◆ Assignment:
Quote the passage on the Landman renewal word for word, from "Landman has been" to "the same room.".

◆ Text section:
--

Landman has been renewed for a third season, and the show’s creators are trying to make sure viewers do not wait too long for it. Stephen Kay said the team is “cutting while we’re shooting and so it’ll hopefully be out soon,” a production plan meant to compress two parts of the development cycle into one.
That means the new season could arrive in late 2026 or early 2027, after a second season that turned the West Texas oil drama into one of Paramount+’s biggest performers. The series, inspired by the “Boomtown” podcast series, follows crisis executive Tommy Norris and his family through the rough edges of the oil business, where deals, loyalty and violence often land in the same room.
The timing matters because Landman has already shown it can move an audience. Season 2 premiered in October 2025 and pulled in over 9.2 million streaming views for its first episode in the first two days on the service, a mark that made it the most watched premiere for any original series on Paramount+. For a show built around oil money, family damage and the bruising pace of life in West Texas, that kind of launch gave the renewal real weight.

--

◆ Data records:
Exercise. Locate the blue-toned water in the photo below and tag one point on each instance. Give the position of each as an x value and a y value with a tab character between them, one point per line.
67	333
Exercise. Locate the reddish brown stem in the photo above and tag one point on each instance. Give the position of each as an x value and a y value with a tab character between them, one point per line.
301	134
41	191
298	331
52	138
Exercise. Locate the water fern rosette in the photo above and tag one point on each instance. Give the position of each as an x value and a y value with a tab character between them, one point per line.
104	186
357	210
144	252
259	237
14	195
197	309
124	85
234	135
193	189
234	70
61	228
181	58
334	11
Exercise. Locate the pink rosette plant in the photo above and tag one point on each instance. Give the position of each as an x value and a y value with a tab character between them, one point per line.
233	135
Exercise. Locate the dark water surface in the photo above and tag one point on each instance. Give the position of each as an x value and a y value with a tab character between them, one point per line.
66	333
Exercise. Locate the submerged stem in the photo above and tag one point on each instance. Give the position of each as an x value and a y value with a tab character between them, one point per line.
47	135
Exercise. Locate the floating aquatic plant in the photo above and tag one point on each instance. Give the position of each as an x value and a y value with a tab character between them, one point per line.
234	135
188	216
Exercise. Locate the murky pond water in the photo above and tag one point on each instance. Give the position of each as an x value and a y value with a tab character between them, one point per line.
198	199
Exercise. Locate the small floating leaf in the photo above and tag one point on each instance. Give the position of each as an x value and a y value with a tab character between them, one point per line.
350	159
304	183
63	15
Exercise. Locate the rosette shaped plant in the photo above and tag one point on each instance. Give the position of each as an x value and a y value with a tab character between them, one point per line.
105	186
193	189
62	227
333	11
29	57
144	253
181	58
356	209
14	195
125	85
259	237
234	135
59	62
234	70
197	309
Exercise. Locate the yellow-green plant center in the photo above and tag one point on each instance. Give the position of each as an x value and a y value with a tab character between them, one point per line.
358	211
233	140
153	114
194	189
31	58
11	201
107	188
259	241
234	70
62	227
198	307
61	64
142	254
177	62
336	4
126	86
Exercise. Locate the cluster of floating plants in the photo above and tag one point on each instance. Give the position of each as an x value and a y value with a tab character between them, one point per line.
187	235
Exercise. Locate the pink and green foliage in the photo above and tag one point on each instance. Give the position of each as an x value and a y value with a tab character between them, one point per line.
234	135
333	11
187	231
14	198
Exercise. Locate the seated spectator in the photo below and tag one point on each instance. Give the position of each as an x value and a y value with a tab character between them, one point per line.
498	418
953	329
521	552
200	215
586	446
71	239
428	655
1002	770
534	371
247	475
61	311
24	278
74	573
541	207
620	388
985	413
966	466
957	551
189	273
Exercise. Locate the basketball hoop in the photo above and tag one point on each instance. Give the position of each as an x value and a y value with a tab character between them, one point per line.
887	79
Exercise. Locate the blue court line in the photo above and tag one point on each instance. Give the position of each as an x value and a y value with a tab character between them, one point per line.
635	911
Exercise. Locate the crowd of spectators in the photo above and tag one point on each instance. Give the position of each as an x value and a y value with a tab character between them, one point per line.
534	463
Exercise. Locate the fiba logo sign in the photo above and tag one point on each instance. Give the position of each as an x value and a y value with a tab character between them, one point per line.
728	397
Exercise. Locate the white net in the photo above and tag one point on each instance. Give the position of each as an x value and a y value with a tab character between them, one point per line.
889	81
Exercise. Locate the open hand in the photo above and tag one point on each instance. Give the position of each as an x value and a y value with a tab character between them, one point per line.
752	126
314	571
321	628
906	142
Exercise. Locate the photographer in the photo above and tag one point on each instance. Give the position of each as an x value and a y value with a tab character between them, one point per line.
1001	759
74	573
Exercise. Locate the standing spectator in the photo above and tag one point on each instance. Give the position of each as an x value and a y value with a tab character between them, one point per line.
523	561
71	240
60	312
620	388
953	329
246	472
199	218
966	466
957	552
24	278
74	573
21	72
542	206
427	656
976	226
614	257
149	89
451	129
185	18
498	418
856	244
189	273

--

◆ Reply:
Landman has been renewed for a third season, and the show’s creators are trying to make sure viewers do not wait too long for it. Stephen Kay said the team is “cutting while we’re shooting and so it’ll hopefully be out soon,” a production plan meant to compress two parts of the development cycle into one.
That means the new season could arrive in late 2026 or early 2027, after a second season that turned the West Texas oil drama into one of Paramount+’s biggest performers. The series, inspired by the “Boomtown” podcast series, follows crisis executive Tommy Norris and his family through the rough edges of the oil business, where deals, loyalty and violence often land in the same room.